▶ **WHAT IS EXPECTED**
Please identify each line in the items below that contains the word "Give" and copy every such line.
** begin PROVIDED DATA **
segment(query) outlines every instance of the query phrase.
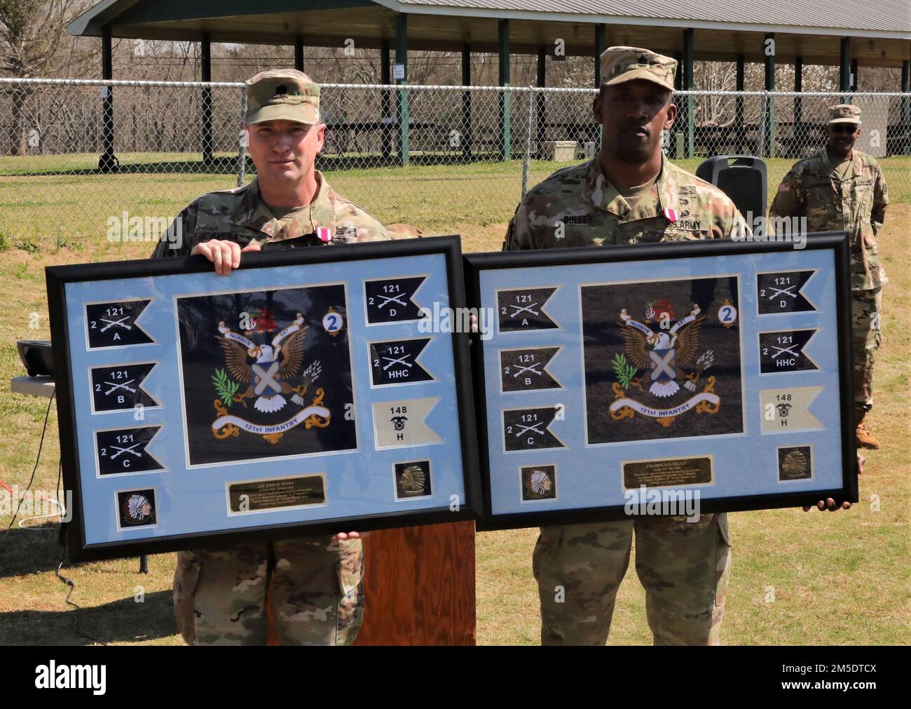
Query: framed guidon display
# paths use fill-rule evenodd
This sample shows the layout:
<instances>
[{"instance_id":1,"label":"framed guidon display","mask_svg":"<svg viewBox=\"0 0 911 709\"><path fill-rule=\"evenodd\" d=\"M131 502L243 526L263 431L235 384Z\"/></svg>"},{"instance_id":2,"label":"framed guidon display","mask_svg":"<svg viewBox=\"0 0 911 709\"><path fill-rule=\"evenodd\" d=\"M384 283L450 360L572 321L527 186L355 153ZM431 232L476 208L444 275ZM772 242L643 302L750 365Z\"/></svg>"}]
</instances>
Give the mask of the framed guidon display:
<instances>
[{"instance_id":1,"label":"framed guidon display","mask_svg":"<svg viewBox=\"0 0 911 709\"><path fill-rule=\"evenodd\" d=\"M466 260L486 529L857 500L844 232Z\"/></svg>"},{"instance_id":2,"label":"framed guidon display","mask_svg":"<svg viewBox=\"0 0 911 709\"><path fill-rule=\"evenodd\" d=\"M46 280L72 560L479 512L458 237Z\"/></svg>"}]
</instances>

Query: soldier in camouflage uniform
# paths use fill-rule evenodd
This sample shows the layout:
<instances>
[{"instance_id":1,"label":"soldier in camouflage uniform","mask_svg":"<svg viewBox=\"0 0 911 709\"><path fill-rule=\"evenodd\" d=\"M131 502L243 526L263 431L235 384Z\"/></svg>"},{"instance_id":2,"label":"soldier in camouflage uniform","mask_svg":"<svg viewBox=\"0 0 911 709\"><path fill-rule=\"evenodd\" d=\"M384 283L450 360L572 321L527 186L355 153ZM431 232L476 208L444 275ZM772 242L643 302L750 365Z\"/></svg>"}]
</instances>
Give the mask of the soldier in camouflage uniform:
<instances>
[{"instance_id":1,"label":"soldier in camouflage uniform","mask_svg":"<svg viewBox=\"0 0 911 709\"><path fill-rule=\"evenodd\" d=\"M201 253L227 275L242 251L391 238L314 169L322 148L319 87L273 70L247 82L246 128L257 179L202 195L180 212L155 256ZM291 241L293 240L293 241ZM178 554L174 609L189 644L265 644L271 585L282 643L350 644L363 610L357 532Z\"/></svg>"},{"instance_id":2,"label":"soldier in camouflage uniform","mask_svg":"<svg viewBox=\"0 0 911 709\"><path fill-rule=\"evenodd\" d=\"M718 188L672 165L661 131L677 62L637 47L601 55L593 110L600 153L558 170L526 195L506 249L609 246L742 236L745 223ZM725 514L543 527L533 568L544 644L604 644L636 536L636 570L656 644L717 644L731 573Z\"/></svg>"},{"instance_id":3,"label":"soldier in camouflage uniform","mask_svg":"<svg viewBox=\"0 0 911 709\"><path fill-rule=\"evenodd\" d=\"M851 239L851 291L854 333L856 444L878 448L864 421L873 407L873 361L882 340L880 313L885 272L879 262L876 234L883 228L889 192L875 158L854 149L860 138L860 108L840 104L829 108L828 142L815 155L795 164L778 186L769 211L770 231L776 218L806 218L807 231L846 231Z\"/></svg>"}]
</instances>

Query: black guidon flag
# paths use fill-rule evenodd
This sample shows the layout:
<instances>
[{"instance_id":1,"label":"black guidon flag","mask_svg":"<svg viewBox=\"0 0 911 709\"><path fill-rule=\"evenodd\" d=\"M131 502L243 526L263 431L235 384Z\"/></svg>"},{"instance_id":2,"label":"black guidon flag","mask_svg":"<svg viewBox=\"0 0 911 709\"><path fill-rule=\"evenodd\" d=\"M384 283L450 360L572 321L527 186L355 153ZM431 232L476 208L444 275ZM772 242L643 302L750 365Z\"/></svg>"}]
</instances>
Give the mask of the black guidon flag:
<instances>
[{"instance_id":1,"label":"black guidon flag","mask_svg":"<svg viewBox=\"0 0 911 709\"><path fill-rule=\"evenodd\" d=\"M128 344L148 344L155 342L136 322L149 303L150 299L87 303L86 326L88 330L88 349L123 347Z\"/></svg>"},{"instance_id":2,"label":"black guidon flag","mask_svg":"<svg viewBox=\"0 0 911 709\"><path fill-rule=\"evenodd\" d=\"M370 374L374 386L409 382L429 382L434 377L415 360L429 337L370 344Z\"/></svg>"},{"instance_id":3,"label":"black guidon flag","mask_svg":"<svg viewBox=\"0 0 911 709\"><path fill-rule=\"evenodd\" d=\"M801 289L806 285L806 282L813 274L813 271L757 273L756 297L759 303L759 314L815 311L815 306L801 293Z\"/></svg>"},{"instance_id":4,"label":"black guidon flag","mask_svg":"<svg viewBox=\"0 0 911 709\"><path fill-rule=\"evenodd\" d=\"M125 411L136 406L158 406L159 402L142 388L155 362L92 367L92 404L96 412Z\"/></svg>"},{"instance_id":5,"label":"black guidon flag","mask_svg":"<svg viewBox=\"0 0 911 709\"><path fill-rule=\"evenodd\" d=\"M558 406L504 411L503 445L506 450L566 447L548 427L560 411L562 409Z\"/></svg>"},{"instance_id":6,"label":"black guidon flag","mask_svg":"<svg viewBox=\"0 0 911 709\"><path fill-rule=\"evenodd\" d=\"M759 334L759 368L763 375L773 372L801 372L819 369L804 352L818 331L783 330Z\"/></svg>"},{"instance_id":7,"label":"black guidon flag","mask_svg":"<svg viewBox=\"0 0 911 709\"><path fill-rule=\"evenodd\" d=\"M98 453L98 474L148 473L163 470L161 463L146 451L160 426L136 428L118 428L96 431L96 450Z\"/></svg>"},{"instance_id":8,"label":"black guidon flag","mask_svg":"<svg viewBox=\"0 0 911 709\"><path fill-rule=\"evenodd\" d=\"M364 281L363 291L370 324L420 320L421 310L412 298L426 276Z\"/></svg>"},{"instance_id":9,"label":"black guidon flag","mask_svg":"<svg viewBox=\"0 0 911 709\"><path fill-rule=\"evenodd\" d=\"M504 392L560 389L548 372L548 365L559 347L500 350L500 382Z\"/></svg>"},{"instance_id":10,"label":"black guidon flag","mask_svg":"<svg viewBox=\"0 0 911 709\"><path fill-rule=\"evenodd\" d=\"M496 292L496 313L501 333L553 330L558 325L545 306L557 288L517 288Z\"/></svg>"}]
</instances>

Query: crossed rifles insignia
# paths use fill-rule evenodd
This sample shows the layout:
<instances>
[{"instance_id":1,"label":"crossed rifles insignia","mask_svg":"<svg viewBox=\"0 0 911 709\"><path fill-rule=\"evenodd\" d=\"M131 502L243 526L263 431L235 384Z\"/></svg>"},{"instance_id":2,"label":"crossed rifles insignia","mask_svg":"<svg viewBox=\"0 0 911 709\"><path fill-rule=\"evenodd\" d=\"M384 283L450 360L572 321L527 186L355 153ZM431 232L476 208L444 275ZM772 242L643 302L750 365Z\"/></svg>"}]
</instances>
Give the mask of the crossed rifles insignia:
** end PROVIDED DATA **
▶ **EXERCISE ANSWER**
Give the mask of the framed guidon display:
Give the mask of the soldier in camouflage uniform:
Give the mask of the black guidon flag:
Give the mask of the crossed rifles insignia:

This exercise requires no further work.